--- start Records shown ---

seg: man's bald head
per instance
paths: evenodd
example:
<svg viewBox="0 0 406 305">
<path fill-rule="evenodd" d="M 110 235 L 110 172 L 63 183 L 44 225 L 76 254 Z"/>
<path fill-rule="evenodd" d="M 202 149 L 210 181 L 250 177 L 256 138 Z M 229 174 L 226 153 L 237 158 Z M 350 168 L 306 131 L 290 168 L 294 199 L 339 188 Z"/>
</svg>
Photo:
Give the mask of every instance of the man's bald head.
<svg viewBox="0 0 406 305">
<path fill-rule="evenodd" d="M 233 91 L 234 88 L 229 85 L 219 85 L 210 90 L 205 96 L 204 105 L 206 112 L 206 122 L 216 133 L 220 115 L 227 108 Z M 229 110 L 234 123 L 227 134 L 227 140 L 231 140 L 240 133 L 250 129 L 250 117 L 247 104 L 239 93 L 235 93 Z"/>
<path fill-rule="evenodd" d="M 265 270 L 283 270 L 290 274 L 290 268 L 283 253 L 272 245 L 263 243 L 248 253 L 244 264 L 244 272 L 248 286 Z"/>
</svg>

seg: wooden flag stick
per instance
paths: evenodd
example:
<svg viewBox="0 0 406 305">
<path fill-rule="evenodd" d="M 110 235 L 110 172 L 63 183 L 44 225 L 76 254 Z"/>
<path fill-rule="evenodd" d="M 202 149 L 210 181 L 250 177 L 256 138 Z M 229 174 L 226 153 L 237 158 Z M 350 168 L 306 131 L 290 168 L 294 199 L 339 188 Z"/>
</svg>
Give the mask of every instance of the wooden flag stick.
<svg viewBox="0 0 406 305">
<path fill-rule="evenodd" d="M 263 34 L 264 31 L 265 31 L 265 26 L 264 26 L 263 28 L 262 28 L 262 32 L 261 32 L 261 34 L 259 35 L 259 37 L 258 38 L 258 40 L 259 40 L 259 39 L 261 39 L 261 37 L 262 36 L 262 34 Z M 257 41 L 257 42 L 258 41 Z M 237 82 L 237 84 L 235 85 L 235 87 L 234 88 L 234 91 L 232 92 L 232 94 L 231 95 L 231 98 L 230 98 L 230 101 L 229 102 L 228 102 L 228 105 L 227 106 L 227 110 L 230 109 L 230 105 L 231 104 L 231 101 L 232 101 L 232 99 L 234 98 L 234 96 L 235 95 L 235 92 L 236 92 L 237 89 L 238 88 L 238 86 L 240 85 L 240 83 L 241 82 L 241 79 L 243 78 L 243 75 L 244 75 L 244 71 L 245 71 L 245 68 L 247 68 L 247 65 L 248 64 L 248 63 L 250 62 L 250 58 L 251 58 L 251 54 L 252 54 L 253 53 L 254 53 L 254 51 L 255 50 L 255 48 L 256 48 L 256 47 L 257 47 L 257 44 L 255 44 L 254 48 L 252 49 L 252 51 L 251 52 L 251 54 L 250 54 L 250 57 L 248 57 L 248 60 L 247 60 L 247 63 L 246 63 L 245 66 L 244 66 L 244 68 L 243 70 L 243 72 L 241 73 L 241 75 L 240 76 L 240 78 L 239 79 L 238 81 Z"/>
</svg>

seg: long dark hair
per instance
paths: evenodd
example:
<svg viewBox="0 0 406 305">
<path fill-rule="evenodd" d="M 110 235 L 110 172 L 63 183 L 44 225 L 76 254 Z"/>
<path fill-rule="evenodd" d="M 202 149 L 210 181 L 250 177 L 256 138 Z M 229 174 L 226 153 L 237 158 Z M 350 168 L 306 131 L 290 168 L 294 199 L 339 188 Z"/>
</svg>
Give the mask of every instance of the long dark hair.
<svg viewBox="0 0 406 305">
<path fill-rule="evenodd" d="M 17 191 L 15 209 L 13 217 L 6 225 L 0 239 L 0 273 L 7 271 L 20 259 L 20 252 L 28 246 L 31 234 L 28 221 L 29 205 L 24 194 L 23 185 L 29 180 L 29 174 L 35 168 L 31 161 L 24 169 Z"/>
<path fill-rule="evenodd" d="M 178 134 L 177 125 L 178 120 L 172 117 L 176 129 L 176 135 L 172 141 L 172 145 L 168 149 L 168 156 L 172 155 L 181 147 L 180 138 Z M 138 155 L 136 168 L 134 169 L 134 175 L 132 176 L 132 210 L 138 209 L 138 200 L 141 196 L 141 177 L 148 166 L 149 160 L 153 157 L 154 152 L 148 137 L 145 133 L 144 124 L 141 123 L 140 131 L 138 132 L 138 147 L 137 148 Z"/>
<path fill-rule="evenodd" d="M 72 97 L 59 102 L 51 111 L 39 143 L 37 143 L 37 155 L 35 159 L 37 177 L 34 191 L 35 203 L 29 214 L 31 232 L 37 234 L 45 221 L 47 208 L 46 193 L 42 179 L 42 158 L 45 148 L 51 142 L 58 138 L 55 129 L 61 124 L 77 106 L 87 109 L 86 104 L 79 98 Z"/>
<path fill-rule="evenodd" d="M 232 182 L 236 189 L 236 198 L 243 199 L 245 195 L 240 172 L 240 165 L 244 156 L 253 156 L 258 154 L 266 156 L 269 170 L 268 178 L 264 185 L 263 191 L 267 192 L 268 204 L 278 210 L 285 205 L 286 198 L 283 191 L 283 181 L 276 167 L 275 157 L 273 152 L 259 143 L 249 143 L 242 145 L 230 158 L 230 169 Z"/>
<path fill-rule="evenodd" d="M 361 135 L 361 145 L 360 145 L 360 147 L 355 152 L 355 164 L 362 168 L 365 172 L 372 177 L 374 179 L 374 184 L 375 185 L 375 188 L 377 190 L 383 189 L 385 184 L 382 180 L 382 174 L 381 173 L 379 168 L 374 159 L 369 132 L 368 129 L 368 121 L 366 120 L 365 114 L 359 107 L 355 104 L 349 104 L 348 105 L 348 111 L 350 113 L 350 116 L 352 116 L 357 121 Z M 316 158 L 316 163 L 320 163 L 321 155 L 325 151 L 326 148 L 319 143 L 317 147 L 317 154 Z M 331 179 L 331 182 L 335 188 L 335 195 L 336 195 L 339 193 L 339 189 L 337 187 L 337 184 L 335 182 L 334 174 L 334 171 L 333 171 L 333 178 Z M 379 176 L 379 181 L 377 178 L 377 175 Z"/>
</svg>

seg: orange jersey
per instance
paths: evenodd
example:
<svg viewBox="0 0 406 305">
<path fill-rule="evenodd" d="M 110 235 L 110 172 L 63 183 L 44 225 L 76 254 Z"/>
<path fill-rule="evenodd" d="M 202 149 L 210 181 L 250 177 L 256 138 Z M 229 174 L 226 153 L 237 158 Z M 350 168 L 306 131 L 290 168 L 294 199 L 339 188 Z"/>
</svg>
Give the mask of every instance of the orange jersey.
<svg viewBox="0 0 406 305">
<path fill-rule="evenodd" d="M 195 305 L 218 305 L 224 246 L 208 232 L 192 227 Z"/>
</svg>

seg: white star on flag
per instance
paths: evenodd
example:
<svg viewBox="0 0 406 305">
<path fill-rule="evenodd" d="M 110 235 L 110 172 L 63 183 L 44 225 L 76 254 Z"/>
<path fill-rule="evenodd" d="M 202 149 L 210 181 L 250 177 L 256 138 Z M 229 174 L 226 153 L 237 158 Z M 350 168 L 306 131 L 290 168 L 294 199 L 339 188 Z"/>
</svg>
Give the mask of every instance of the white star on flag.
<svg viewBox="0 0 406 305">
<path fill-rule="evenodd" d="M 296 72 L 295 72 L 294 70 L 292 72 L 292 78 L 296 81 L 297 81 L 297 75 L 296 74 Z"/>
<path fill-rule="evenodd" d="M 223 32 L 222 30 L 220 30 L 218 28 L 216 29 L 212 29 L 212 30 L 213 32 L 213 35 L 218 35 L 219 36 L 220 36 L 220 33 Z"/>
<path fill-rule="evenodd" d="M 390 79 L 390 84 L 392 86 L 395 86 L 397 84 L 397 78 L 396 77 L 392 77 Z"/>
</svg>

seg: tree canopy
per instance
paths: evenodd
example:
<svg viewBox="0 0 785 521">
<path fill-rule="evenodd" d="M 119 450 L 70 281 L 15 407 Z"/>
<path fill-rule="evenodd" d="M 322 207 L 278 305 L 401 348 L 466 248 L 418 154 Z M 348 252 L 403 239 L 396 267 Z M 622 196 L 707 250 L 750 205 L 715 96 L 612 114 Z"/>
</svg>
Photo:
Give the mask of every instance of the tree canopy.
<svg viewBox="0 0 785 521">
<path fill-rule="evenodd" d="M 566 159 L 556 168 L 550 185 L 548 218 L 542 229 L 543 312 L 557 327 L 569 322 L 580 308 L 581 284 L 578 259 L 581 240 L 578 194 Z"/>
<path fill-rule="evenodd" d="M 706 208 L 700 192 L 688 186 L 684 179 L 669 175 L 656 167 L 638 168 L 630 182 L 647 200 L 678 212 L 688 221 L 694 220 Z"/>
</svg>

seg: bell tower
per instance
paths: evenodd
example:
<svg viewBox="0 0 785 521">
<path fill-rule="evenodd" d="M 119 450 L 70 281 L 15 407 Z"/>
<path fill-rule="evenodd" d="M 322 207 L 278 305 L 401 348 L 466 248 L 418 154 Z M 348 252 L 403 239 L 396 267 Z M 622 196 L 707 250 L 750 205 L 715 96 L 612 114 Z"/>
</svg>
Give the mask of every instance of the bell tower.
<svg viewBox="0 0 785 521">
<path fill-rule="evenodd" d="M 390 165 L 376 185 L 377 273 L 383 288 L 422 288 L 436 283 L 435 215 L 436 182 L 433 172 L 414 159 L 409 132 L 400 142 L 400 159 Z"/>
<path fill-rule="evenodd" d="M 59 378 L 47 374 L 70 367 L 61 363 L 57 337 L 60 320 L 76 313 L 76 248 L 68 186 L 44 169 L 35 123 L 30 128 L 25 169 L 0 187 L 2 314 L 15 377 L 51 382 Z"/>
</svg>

--- end Records shown ---

▸ Aim
Copy the lines above verbatim, starting at the line containing "seg: long dark hair" and ending with the line containing "232 182 L 236", including both of those lines.

▸ Answer below
seg: long dark hair
per instance
paths: evenodd
example:
<svg viewBox="0 0 406 305">
<path fill-rule="evenodd" d="M 110 235 L 110 172 L 63 183 L 44 225 L 76 254 Z"/>
<path fill-rule="evenodd" d="M 202 149 L 210 181 L 250 177 L 256 138 Z M 229 174 L 226 153 L 237 158 Z M 350 168 L 306 131 L 290 168 L 294 199 L 339 188 Z"/>
</svg>
Give the mask of every instance of the long dark hair.
<svg viewBox="0 0 406 305">
<path fill-rule="evenodd" d="M 17 191 L 15 209 L 13 217 L 6 225 L 0 239 L 0 273 L 7 271 L 20 259 L 20 252 L 28 246 L 31 234 L 28 221 L 29 205 L 24 194 L 23 185 L 29 180 L 29 174 L 35 168 L 31 161 L 24 169 Z"/>
<path fill-rule="evenodd" d="M 178 134 L 177 125 L 178 120 L 172 117 L 176 129 L 176 135 L 172 141 L 172 145 L 168 149 L 168 156 L 172 155 L 181 147 L 180 138 Z M 138 155 L 136 168 L 134 169 L 134 175 L 132 176 L 132 210 L 138 209 L 138 200 L 141 196 L 141 177 L 148 166 L 149 160 L 153 157 L 154 152 L 148 137 L 145 133 L 144 124 L 141 123 L 140 131 L 138 132 L 138 147 L 137 148 Z"/>
<path fill-rule="evenodd" d="M 72 97 L 59 102 L 51 111 L 39 143 L 37 143 L 37 155 L 35 159 L 37 177 L 34 191 L 35 203 L 29 214 L 31 232 L 37 234 L 45 221 L 47 208 L 46 193 L 42 179 L 42 158 L 45 148 L 51 142 L 58 138 L 55 129 L 61 124 L 77 106 L 87 109 L 86 104 L 79 98 Z"/>
<path fill-rule="evenodd" d="M 232 182 L 236 189 L 236 198 L 243 199 L 245 195 L 240 172 L 240 165 L 244 156 L 253 156 L 258 154 L 266 156 L 269 170 L 268 178 L 264 185 L 263 191 L 267 192 L 268 204 L 278 210 L 285 205 L 286 198 L 283 191 L 283 181 L 276 167 L 275 157 L 273 152 L 259 143 L 249 143 L 242 145 L 230 158 L 230 169 Z"/>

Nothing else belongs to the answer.